Only the lines from the one containing "the white truck" to the end of the entries should be written out, each exactly as it stands, both ends included.

**Data in this exercise**.
■ ■ ■ ■ ■ ■ ■
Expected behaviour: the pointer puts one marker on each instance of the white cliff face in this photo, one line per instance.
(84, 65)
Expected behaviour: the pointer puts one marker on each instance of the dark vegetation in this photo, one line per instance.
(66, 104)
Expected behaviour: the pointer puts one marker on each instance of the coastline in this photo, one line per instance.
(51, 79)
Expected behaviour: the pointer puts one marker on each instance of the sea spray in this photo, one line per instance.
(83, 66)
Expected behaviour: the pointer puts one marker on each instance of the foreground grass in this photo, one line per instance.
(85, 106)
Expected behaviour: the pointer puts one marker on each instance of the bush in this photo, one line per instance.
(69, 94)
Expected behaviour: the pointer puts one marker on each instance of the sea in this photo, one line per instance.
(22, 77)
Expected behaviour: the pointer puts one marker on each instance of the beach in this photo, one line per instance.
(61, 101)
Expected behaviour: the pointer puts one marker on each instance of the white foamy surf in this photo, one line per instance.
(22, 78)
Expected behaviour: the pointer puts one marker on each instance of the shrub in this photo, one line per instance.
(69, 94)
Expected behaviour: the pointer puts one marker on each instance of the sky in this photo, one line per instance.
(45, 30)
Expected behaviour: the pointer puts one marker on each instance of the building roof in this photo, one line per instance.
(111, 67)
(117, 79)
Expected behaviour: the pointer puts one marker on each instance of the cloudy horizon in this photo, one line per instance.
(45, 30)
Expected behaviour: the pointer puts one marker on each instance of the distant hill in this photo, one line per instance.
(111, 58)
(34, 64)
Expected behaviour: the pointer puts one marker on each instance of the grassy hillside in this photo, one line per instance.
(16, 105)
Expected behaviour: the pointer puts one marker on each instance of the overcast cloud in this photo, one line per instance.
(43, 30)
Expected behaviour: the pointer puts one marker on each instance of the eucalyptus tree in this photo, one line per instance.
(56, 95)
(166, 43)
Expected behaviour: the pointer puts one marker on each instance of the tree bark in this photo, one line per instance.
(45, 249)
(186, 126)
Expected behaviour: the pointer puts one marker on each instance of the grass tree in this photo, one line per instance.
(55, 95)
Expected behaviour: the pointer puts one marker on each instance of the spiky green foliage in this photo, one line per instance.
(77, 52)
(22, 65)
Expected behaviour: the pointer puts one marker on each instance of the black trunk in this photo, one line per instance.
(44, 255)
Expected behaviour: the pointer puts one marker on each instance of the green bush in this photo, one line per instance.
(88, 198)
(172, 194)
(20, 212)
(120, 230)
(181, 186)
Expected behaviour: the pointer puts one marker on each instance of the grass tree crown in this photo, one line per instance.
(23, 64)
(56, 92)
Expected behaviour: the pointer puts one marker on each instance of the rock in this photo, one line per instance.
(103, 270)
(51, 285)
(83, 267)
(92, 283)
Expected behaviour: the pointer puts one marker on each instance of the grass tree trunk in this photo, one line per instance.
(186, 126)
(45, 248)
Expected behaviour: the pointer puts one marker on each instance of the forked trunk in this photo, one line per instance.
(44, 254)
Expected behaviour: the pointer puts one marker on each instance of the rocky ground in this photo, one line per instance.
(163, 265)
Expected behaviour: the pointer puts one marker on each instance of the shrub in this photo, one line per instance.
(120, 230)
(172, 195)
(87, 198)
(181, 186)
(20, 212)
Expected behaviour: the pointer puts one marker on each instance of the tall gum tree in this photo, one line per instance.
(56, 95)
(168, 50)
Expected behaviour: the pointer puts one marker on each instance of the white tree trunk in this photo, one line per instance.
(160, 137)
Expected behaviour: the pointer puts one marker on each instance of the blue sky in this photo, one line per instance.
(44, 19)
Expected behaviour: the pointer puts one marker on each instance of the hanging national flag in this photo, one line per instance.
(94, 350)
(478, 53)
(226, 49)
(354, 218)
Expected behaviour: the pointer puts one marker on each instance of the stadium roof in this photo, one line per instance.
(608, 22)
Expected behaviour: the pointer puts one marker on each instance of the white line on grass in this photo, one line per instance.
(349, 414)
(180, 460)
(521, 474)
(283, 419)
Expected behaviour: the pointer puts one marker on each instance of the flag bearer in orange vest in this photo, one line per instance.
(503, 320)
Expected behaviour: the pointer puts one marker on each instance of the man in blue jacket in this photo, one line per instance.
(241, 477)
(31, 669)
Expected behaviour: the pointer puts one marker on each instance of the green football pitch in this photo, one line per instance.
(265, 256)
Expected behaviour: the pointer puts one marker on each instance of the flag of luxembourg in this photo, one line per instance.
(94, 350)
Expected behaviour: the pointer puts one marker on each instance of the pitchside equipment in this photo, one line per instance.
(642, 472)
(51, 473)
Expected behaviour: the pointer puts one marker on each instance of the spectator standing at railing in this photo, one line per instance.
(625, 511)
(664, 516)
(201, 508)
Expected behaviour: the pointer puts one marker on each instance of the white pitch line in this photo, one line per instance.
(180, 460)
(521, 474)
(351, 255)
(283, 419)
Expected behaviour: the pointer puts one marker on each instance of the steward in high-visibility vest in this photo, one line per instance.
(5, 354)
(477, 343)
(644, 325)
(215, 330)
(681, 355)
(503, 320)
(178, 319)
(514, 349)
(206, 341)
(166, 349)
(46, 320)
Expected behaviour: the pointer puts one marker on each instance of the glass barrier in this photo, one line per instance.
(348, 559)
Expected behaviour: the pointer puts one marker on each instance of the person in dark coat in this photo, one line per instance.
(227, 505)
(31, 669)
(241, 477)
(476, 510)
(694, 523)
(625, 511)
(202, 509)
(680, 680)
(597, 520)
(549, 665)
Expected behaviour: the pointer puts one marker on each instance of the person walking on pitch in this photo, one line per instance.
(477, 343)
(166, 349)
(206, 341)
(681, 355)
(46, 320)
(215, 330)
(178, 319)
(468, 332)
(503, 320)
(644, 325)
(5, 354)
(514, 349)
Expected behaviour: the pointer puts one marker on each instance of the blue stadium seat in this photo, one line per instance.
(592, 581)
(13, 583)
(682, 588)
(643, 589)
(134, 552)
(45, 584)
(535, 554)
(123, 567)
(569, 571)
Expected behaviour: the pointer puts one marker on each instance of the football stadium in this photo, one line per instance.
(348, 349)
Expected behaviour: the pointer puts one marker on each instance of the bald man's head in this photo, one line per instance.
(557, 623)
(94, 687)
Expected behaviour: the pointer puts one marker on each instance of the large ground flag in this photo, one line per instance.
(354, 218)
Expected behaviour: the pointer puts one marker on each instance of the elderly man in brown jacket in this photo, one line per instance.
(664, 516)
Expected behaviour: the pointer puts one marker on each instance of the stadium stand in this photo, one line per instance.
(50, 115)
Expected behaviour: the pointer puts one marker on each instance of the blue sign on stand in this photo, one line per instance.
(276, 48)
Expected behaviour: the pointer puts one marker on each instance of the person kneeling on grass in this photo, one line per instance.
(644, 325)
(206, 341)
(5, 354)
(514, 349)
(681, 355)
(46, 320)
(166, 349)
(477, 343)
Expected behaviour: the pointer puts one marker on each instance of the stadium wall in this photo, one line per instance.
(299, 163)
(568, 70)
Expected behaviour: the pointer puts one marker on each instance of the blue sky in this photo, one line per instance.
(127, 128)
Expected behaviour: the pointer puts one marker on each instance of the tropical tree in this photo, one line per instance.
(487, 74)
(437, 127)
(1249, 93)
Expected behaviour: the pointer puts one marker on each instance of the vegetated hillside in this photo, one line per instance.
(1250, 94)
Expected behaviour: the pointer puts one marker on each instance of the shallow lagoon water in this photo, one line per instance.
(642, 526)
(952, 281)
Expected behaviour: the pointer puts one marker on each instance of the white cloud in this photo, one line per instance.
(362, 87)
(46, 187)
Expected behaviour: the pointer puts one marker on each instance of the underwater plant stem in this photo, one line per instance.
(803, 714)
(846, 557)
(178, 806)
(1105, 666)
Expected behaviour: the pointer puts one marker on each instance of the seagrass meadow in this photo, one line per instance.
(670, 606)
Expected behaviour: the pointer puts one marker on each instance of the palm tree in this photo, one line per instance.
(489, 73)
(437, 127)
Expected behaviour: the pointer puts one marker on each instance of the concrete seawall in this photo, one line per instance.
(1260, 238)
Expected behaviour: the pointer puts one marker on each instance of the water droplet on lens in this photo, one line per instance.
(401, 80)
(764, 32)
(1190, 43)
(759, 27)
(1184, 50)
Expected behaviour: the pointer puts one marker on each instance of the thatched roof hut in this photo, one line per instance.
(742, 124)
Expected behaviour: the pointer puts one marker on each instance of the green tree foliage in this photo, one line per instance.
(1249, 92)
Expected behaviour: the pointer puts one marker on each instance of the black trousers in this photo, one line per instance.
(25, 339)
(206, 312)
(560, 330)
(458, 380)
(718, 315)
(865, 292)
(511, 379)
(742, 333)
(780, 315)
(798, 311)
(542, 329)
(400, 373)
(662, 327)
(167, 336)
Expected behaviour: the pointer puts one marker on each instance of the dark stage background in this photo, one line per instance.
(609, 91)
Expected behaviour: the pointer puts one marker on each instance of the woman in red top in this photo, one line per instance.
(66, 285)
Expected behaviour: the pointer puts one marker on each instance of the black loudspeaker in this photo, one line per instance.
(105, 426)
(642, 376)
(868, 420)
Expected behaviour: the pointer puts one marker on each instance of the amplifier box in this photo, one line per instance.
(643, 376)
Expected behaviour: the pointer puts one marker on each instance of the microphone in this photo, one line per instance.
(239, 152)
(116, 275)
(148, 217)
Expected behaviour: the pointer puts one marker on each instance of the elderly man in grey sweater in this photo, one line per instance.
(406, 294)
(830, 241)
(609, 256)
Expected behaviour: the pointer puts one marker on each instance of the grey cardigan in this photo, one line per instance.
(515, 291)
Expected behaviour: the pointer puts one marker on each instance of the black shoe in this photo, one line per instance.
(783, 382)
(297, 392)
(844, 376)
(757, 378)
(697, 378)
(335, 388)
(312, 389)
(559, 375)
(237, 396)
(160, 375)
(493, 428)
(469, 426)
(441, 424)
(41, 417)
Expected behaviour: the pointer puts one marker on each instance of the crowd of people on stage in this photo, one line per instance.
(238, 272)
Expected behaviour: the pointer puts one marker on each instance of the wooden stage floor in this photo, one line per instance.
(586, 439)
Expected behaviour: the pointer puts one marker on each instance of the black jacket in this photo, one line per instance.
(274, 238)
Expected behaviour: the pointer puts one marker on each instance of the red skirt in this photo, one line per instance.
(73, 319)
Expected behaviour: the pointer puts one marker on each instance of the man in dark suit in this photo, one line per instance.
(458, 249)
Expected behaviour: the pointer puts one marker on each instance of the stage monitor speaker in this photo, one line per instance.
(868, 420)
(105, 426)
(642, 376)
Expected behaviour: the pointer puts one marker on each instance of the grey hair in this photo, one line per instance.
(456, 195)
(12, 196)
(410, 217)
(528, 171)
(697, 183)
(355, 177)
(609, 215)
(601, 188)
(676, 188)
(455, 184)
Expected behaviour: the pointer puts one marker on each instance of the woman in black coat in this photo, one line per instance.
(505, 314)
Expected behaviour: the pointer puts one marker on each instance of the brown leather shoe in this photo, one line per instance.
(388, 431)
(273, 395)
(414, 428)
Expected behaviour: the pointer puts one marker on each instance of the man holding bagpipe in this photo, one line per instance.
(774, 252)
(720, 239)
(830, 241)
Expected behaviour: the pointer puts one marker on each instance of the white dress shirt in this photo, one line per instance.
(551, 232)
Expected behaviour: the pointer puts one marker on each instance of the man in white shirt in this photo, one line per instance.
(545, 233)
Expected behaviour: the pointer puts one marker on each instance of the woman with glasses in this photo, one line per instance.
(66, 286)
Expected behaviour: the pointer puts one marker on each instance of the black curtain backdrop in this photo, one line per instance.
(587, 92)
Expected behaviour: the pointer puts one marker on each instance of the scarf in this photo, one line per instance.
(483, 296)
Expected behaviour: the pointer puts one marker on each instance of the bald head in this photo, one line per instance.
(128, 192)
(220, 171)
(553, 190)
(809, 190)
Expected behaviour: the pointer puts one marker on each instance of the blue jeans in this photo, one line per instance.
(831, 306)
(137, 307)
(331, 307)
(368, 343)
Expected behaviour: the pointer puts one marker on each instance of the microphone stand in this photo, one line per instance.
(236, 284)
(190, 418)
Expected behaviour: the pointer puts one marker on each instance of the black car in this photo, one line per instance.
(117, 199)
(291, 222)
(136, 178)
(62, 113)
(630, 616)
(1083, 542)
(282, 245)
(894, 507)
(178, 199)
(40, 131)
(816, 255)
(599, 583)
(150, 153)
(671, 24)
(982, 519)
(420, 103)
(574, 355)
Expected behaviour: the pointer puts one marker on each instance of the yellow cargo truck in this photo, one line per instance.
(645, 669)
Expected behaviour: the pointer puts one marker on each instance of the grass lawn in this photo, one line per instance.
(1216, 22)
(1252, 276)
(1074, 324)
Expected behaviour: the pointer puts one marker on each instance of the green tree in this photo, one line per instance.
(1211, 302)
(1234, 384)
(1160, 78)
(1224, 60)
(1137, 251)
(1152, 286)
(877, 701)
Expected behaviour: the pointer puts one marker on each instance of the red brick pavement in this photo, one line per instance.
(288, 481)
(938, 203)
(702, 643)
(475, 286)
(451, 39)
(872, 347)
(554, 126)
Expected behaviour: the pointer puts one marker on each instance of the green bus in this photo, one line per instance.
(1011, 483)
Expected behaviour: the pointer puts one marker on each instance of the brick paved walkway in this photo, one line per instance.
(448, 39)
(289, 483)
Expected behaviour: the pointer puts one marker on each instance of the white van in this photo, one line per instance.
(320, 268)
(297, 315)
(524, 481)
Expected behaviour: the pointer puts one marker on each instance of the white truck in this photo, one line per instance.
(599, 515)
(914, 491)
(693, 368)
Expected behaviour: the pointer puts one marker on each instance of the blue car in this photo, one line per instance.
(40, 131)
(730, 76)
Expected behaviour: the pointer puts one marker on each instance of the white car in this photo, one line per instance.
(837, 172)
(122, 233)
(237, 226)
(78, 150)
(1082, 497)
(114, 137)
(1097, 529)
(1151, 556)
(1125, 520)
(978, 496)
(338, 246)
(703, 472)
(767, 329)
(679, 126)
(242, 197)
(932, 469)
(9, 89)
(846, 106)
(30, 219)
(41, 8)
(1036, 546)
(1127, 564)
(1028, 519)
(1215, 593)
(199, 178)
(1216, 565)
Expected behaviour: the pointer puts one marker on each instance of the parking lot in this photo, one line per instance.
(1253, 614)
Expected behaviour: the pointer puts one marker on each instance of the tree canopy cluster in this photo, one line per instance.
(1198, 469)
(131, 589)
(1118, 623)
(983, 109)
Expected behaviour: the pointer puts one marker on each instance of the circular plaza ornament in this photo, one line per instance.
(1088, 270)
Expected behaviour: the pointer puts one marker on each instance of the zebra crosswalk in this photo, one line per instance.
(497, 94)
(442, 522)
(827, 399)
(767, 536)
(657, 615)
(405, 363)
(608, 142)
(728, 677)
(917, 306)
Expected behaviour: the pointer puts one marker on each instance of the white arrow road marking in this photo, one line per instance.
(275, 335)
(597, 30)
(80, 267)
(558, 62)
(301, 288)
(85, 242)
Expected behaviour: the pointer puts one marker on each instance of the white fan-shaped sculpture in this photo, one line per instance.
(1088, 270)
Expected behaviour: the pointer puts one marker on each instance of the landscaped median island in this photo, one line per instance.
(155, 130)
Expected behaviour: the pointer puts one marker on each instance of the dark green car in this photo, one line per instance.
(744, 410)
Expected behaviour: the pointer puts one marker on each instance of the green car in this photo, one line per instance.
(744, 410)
■ ■ ■ ■ ■ ■ ■
**Answer to the exercise**.
Expected behaviour: the pointer puts one marker on each instance of the white truck in this photo, one line per instance.
(599, 515)
(914, 491)
(693, 368)
Expected behaviour: the pointer puts one marker on each instance of the blue car in this photo, one line per instance.
(40, 131)
(730, 76)
Expected behaviour: the pointer puts one marker on each instance of the white car in this photo, one line per instance.
(837, 172)
(122, 233)
(237, 226)
(78, 150)
(1082, 497)
(114, 137)
(1097, 529)
(1151, 556)
(1125, 520)
(978, 496)
(338, 246)
(703, 472)
(767, 329)
(679, 126)
(242, 197)
(932, 469)
(9, 89)
(846, 106)
(30, 219)
(41, 8)
(1036, 546)
(1127, 564)
(1028, 519)
(1215, 593)
(199, 178)
(1216, 565)
Expected behaviour: the pointer puts one marker on each instance of the parking lot in this photo, one line per instance.
(1253, 614)
Expected behaviour: the pointer puts one marker on each instance of the tree canopy cluster in this photo, one line per instance.
(1198, 469)
(131, 589)
(1118, 623)
(983, 109)
Expected behaviour: the pointer puts one marker on each instance of the circular plaza ornament in this photo, one line per instance.
(1088, 270)
Expected behaviour: the pointer puts one marker on each instance of the zebra crosswalk in this photo, one line per instance.
(497, 94)
(442, 522)
(827, 399)
(767, 536)
(657, 615)
(405, 363)
(608, 142)
(728, 677)
(917, 306)
Expected behaviour: the pointer puts one marker on each instance of the white arrow road marking in this photo, one line per instance.
(275, 335)
(597, 30)
(80, 267)
(558, 62)
(301, 288)
(85, 242)
Expected behaviour: the pointer puts one marker on each instance of the white fan-shaped sculpture in this photo, one line per instance.
(1088, 270)
Expected behaviour: the pointer puts one marker on each instance of the landscaped median island in this photo, one line per instance.
(155, 130)
Expected behaviour: the pointer puts one marker on each instance of the dark green car in this photo, one line per instance.
(744, 410)
Expected behaviour: the pointer puts one marker on each instance of the green car in this photo, one line per instance.
(744, 410)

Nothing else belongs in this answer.